Document extract:
= = =
Over the years, there are few aspects of a website that I’ve come to think about as differently as I have the homepage. What should a homepage do? How should it look? How much information should it contain? These are questions I’ve answered very differently, sometimes depending on who is asking — and what kind of homepage we’re talking about — and sometimes simply depending upon what I’ve seen work and not work. There are many things we’ve loved to stick on homepages that never worked, just as there are many things that have worked whose time has passed.

So here’s my latest thinking on this.

First and foremost, it’s important to reiterate the eternal truth of the homepage: it is not always the first page. The number of visitors to your site who will first arrive via a sub-page is in direct proportion to the amount of content your site contains. The more pages you have, the more first pages you have. But most of the people who arrive on a sub-page that don’t leave after reading it will probably head to your homepage next, armed with predictable questions: What is this site? Who made it? What are they about? Should I stay or go? Your answers to those questions will be suitable for a first time visitor, too, so they should definitely shape your homepage design approach.
= = =
Excerpts of bounding box data

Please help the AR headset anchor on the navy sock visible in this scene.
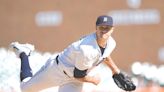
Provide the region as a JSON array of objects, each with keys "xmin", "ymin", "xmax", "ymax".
[{"xmin": 20, "ymin": 52, "xmax": 33, "ymax": 81}]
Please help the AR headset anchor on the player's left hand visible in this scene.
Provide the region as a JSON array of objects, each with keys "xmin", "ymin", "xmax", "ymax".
[{"xmin": 112, "ymin": 73, "xmax": 136, "ymax": 91}]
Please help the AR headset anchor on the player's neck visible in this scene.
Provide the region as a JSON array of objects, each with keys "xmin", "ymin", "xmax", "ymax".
[{"xmin": 97, "ymin": 39, "xmax": 107, "ymax": 48}]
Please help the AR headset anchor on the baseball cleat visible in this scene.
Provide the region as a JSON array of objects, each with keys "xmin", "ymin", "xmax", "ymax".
[{"xmin": 10, "ymin": 42, "xmax": 35, "ymax": 56}]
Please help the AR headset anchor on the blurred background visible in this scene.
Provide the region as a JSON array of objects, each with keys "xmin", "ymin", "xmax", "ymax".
[{"xmin": 0, "ymin": 0, "xmax": 164, "ymax": 92}]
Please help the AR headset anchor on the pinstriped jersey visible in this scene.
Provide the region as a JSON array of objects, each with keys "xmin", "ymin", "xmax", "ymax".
[{"xmin": 58, "ymin": 33, "xmax": 116, "ymax": 70}]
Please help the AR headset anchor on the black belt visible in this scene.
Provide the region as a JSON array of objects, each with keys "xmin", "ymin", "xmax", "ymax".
[
  {"xmin": 56, "ymin": 55, "xmax": 70, "ymax": 77},
  {"xmin": 56, "ymin": 55, "xmax": 59, "ymax": 65}
]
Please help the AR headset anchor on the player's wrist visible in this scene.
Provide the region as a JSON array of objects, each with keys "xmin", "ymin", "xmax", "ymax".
[{"xmin": 112, "ymin": 69, "xmax": 120, "ymax": 75}]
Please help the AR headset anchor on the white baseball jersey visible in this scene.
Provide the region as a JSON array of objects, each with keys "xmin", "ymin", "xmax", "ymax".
[
  {"xmin": 21, "ymin": 33, "xmax": 116, "ymax": 92},
  {"xmin": 58, "ymin": 33, "xmax": 116, "ymax": 77}
]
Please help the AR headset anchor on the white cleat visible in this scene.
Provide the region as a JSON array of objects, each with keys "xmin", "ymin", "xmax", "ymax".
[{"xmin": 10, "ymin": 42, "xmax": 35, "ymax": 56}]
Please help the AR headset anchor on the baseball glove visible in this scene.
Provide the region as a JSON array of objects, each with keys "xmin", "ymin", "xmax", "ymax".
[{"xmin": 112, "ymin": 73, "xmax": 136, "ymax": 91}]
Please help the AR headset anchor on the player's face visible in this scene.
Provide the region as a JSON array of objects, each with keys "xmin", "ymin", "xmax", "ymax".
[{"xmin": 96, "ymin": 26, "xmax": 113, "ymax": 39}]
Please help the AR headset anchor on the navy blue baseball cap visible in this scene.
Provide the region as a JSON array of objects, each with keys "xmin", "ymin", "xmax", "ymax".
[{"xmin": 96, "ymin": 15, "xmax": 113, "ymax": 26}]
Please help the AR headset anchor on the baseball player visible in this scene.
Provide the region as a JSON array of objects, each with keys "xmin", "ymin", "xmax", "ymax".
[{"xmin": 11, "ymin": 15, "xmax": 136, "ymax": 92}]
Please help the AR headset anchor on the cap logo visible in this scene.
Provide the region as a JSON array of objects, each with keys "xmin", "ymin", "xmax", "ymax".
[{"xmin": 103, "ymin": 17, "xmax": 108, "ymax": 22}]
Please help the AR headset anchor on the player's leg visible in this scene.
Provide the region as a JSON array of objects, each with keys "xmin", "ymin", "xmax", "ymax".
[
  {"xmin": 11, "ymin": 42, "xmax": 34, "ymax": 82},
  {"xmin": 58, "ymin": 82, "xmax": 83, "ymax": 92}
]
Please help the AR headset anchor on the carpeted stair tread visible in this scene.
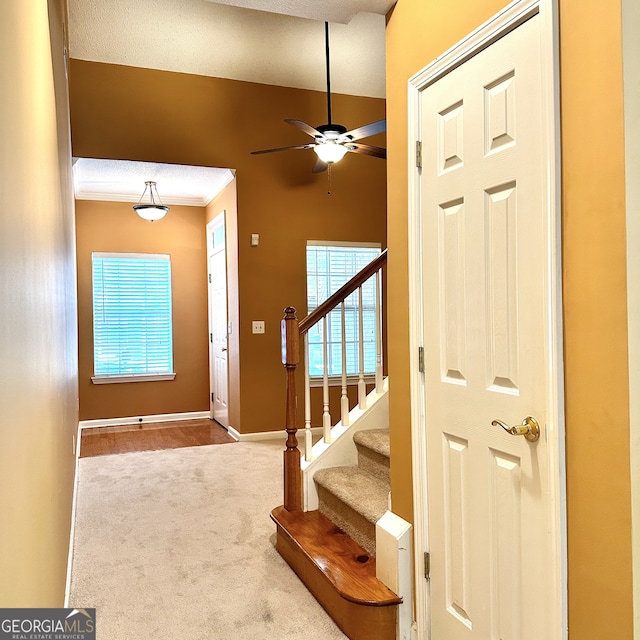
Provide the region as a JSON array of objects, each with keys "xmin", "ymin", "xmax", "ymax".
[
  {"xmin": 313, "ymin": 467, "xmax": 389, "ymax": 524},
  {"xmin": 353, "ymin": 429, "xmax": 390, "ymax": 458},
  {"xmin": 271, "ymin": 507, "xmax": 402, "ymax": 607}
]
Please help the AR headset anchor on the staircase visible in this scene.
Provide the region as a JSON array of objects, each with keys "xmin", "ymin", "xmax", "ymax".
[
  {"xmin": 313, "ymin": 429, "xmax": 391, "ymax": 557},
  {"xmin": 271, "ymin": 250, "xmax": 406, "ymax": 640},
  {"xmin": 271, "ymin": 429, "xmax": 401, "ymax": 640}
]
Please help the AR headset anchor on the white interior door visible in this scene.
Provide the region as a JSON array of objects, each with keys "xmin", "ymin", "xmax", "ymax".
[
  {"xmin": 420, "ymin": 15, "xmax": 560, "ymax": 640},
  {"xmin": 207, "ymin": 211, "xmax": 229, "ymax": 427}
]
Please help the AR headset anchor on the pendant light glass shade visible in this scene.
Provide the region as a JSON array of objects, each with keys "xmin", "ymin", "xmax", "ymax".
[
  {"xmin": 133, "ymin": 181, "xmax": 169, "ymax": 222},
  {"xmin": 313, "ymin": 141, "xmax": 348, "ymax": 164}
]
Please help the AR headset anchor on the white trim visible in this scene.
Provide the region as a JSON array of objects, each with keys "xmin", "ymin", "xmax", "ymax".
[
  {"xmin": 91, "ymin": 251, "xmax": 171, "ymax": 263},
  {"xmin": 309, "ymin": 372, "xmax": 376, "ymax": 387},
  {"xmin": 229, "ymin": 427, "xmax": 322, "ymax": 440},
  {"xmin": 408, "ymin": 0, "xmax": 568, "ymax": 640},
  {"xmin": 622, "ymin": 0, "xmax": 640, "ymax": 640},
  {"xmin": 64, "ymin": 424, "xmax": 81, "ymax": 609},
  {"xmin": 307, "ymin": 240, "xmax": 382, "ymax": 249},
  {"xmin": 91, "ymin": 373, "xmax": 176, "ymax": 384},
  {"xmin": 78, "ymin": 411, "xmax": 209, "ymax": 429}
]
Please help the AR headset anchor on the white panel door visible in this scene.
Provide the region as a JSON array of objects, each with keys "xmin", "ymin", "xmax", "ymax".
[
  {"xmin": 207, "ymin": 212, "xmax": 229, "ymax": 427},
  {"xmin": 421, "ymin": 16, "xmax": 558, "ymax": 640}
]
= = =
Directive: Repeat the stretch of the homepage essay from "Over the years, there" through "thinking on this.".

Full solution:
Over the years, there are few aspects of a website that I’ve come to think about as differently as I have the homepage. What should a homepage do? How should it look? How much information should it contain? These are questions I’ve answered very differently, sometimes depending on who is asking — and what kind of homepage we’re talking about — and sometimes simply depending upon what I’ve seen work and not work. There are many things we’ve loved to stick on homepages that never worked, just as there are many things that have worked whose time has passed.

So here’s my latest thinking on this.